(Items listed in a dataset)

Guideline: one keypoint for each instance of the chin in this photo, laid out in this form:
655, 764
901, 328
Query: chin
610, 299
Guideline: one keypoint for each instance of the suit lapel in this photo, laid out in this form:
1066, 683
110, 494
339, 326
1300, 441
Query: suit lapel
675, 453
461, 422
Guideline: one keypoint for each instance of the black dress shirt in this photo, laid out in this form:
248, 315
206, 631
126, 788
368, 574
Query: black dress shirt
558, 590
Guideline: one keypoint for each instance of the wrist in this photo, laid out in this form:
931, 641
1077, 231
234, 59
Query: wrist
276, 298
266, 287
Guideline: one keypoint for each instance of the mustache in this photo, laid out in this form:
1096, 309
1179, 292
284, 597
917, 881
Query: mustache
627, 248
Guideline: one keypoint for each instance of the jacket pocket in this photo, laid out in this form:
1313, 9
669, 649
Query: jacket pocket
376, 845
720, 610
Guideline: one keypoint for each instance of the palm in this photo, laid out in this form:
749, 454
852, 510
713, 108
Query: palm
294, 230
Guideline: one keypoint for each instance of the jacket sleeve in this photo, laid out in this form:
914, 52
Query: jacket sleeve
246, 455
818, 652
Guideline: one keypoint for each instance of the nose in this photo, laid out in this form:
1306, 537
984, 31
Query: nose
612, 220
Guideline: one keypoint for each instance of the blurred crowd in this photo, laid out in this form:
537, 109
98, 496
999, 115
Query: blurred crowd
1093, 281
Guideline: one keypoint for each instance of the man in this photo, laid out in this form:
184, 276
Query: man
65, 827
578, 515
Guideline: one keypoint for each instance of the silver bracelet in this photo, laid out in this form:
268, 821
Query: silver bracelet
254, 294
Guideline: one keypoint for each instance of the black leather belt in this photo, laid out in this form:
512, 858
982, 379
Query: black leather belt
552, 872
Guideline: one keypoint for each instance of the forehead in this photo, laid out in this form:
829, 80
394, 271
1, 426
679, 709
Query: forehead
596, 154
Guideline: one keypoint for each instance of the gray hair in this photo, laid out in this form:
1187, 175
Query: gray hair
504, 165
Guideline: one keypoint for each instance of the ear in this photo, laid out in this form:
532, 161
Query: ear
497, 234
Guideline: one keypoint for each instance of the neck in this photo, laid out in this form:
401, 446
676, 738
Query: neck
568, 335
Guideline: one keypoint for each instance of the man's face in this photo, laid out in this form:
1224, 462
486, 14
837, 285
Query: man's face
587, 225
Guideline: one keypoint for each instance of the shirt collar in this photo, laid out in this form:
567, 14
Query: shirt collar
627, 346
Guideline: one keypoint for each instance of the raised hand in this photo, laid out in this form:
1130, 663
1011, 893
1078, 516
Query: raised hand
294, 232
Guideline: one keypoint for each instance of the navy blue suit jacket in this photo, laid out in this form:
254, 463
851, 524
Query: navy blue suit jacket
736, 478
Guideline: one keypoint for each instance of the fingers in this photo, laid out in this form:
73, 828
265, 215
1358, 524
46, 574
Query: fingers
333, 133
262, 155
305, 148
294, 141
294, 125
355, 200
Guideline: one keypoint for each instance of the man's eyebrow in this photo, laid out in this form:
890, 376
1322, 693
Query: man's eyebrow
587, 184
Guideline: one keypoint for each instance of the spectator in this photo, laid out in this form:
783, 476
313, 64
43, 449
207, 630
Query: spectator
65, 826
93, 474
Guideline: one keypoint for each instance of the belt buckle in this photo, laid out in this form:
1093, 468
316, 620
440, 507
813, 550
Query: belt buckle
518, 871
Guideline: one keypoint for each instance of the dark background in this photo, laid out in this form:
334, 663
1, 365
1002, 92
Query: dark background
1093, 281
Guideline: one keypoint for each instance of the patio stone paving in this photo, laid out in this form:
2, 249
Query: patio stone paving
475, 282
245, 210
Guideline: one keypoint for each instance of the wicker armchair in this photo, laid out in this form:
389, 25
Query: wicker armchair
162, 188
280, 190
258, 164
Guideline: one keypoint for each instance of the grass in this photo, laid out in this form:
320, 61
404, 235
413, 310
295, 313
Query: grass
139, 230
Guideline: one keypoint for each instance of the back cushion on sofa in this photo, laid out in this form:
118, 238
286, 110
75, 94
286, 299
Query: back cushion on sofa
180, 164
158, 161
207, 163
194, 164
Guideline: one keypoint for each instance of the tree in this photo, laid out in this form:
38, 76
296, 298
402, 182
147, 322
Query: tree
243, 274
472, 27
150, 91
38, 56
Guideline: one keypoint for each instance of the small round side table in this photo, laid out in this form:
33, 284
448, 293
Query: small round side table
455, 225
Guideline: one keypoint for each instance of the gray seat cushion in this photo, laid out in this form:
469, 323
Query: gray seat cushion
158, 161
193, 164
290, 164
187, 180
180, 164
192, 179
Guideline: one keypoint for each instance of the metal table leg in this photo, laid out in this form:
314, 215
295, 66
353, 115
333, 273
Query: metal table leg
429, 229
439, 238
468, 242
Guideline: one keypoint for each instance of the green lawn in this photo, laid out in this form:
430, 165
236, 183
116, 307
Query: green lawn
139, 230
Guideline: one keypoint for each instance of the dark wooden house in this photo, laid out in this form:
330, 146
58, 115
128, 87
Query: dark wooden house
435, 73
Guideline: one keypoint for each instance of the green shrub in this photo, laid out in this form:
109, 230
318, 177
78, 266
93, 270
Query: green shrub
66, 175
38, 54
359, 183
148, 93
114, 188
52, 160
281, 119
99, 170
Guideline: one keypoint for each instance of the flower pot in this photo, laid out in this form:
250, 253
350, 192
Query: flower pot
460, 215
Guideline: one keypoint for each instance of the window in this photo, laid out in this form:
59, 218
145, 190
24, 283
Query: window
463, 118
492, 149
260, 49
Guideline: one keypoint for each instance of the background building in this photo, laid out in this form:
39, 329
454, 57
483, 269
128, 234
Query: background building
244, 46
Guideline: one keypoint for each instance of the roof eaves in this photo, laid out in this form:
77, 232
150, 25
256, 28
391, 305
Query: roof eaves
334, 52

**TO BE DONE:** Restate the final lines of the listing above word for word, beginning at the line that contains "Guideline: one keypoint for each instance of the green shrub".

**ANSWER TO THE PROBLEM:**
Guideline: one keypoint for each instance of the green shrub in this photo, laid out in this form:
109, 230
318, 177
78, 266
93, 270
Query: green shrub
66, 175
38, 54
359, 183
148, 93
114, 188
52, 160
281, 119
99, 170
Guideline: one keypoint for each instance of the flower pot in this photo, laid out in this form:
250, 253
350, 192
Query: flower pot
460, 215
Guideline: one keypoint for each instance of the window in this photo, laid out in this form:
59, 218
145, 190
24, 283
Query: window
463, 118
492, 149
260, 49
Guideline: one keypoint for each instance of the background building in this photo, laid out in this form:
39, 329
454, 57
483, 269
128, 234
Query: background building
244, 46
Guideline: one keypoint for each instance of the roof eaves in this photo, laid out in this form:
77, 232
150, 25
256, 28
391, 305
Query: roof eaves
334, 52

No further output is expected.